- **AIM**
Please pick out every line of the listing below that contains the string "window" and copy each one. Case counts, so match only that exact capitalization.

- **INPUT**
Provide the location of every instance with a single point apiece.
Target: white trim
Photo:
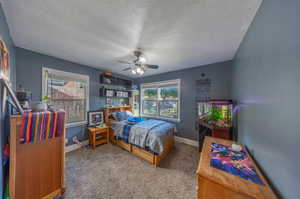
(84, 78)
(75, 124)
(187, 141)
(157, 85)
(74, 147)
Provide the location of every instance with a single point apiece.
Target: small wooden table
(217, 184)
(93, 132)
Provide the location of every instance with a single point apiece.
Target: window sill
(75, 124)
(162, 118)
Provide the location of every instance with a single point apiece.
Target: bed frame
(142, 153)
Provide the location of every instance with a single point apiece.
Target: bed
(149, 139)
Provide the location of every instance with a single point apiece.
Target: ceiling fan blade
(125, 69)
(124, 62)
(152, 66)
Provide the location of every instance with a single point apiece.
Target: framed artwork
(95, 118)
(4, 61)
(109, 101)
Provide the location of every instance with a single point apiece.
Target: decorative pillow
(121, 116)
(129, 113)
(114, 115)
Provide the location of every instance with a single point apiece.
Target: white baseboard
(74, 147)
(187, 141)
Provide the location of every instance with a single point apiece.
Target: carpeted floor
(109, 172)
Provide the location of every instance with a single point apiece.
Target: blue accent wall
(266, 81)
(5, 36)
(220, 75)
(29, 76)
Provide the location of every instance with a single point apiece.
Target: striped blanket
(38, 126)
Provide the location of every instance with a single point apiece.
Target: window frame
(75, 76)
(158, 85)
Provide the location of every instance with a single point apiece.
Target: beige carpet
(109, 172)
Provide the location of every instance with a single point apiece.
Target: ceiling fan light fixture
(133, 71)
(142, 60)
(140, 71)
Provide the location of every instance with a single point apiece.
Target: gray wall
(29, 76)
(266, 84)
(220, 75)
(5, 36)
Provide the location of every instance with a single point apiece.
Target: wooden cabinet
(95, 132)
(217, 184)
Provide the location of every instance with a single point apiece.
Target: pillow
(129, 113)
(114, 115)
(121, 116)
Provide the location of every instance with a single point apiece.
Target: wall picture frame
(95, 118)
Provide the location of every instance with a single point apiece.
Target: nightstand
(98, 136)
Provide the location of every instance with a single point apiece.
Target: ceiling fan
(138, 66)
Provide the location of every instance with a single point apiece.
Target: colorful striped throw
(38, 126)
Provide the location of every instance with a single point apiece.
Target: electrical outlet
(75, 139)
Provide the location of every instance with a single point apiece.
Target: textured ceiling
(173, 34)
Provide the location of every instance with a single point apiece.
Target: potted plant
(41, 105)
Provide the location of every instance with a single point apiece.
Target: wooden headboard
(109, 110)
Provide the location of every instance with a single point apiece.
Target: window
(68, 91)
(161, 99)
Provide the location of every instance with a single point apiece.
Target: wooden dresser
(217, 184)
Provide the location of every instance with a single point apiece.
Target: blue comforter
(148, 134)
--
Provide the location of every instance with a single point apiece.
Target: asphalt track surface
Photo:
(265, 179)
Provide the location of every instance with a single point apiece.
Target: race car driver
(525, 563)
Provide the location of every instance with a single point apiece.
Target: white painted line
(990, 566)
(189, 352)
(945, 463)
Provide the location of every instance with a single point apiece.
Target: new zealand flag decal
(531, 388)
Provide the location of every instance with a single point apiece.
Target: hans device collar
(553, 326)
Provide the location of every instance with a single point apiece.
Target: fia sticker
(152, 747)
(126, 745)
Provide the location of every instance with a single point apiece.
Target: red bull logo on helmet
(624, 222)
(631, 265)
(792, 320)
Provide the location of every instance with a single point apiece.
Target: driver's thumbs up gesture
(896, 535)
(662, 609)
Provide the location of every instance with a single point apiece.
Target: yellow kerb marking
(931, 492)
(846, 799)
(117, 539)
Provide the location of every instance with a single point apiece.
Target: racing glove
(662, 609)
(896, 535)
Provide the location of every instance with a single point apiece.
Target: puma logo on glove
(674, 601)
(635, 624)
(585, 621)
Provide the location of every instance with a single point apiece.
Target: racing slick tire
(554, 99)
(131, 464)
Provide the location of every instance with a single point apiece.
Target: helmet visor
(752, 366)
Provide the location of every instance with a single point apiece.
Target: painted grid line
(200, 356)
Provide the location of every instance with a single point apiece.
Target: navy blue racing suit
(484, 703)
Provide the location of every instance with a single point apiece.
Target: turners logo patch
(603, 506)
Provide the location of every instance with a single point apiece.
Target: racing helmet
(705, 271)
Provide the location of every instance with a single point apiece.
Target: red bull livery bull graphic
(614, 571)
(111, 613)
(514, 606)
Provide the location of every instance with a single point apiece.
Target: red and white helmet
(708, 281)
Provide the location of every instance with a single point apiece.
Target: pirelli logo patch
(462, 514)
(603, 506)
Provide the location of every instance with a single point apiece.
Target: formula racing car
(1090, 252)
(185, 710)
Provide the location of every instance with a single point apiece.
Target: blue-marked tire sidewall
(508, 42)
--
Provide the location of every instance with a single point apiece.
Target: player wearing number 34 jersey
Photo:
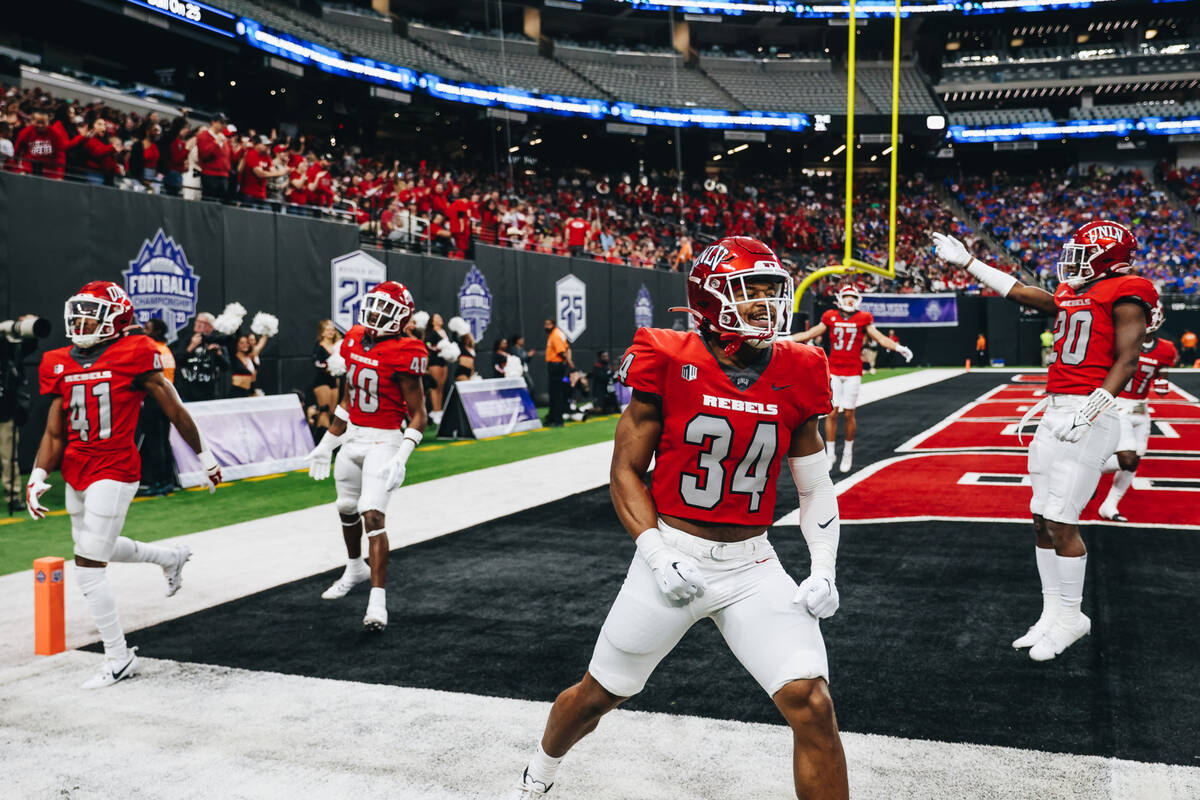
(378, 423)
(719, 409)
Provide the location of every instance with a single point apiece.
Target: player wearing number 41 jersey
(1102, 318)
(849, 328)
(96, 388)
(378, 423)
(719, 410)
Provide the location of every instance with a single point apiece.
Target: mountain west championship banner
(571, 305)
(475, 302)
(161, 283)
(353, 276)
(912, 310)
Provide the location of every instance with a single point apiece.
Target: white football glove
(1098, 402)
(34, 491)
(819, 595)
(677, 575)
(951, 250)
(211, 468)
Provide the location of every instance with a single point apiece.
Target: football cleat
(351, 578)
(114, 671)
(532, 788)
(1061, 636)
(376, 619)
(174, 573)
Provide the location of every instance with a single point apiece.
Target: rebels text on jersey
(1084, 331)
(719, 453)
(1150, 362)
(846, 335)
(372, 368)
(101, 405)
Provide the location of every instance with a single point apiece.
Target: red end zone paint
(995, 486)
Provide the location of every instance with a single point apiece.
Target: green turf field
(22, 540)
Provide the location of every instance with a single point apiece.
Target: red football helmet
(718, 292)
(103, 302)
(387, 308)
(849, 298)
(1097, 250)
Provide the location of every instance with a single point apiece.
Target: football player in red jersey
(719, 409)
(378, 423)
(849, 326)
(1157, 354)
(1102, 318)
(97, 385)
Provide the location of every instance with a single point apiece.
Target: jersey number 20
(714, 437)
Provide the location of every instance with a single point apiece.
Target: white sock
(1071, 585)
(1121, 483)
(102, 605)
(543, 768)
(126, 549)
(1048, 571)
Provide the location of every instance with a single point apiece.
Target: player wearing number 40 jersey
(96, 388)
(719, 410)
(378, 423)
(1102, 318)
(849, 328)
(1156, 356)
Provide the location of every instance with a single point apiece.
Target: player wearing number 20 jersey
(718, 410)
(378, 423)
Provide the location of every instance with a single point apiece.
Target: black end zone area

- **SOLUTION TO THE EXERCISE**
Target: window sill
Target: window frame
Target: window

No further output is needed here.